Write out, without any change, the part of the listing that opens with the line containing "find | waterfront building" and closes with the line containing "column 211, row 151", both lines included.
==== EXTRACTED INFORMATION
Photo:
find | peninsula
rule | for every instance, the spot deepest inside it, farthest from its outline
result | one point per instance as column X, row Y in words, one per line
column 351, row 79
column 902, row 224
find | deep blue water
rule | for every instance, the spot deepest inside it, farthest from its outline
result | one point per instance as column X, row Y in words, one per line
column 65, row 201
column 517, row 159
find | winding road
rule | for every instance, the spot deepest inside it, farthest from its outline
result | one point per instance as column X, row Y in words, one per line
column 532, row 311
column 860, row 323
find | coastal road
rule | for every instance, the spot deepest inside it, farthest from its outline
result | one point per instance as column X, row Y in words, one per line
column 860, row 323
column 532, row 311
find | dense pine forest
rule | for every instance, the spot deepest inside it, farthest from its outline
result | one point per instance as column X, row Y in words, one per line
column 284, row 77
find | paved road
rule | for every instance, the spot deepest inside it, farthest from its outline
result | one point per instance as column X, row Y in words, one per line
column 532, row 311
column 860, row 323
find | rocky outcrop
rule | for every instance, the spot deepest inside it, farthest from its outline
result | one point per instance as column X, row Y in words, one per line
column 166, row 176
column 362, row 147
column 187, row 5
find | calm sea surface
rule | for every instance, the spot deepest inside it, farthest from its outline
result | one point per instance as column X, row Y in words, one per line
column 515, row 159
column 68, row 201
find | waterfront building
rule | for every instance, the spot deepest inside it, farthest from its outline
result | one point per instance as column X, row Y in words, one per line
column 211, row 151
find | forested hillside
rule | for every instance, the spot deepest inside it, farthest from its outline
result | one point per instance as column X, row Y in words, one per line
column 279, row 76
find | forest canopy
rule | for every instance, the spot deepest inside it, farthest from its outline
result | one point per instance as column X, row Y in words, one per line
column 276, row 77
========
• **WRITTEN ANSWER**:
find | waterfront building
rule | for every instance, the spot deepest inside it, farthest from its outline
result | one point per instance as column X, row Y in words, one per line
column 211, row 151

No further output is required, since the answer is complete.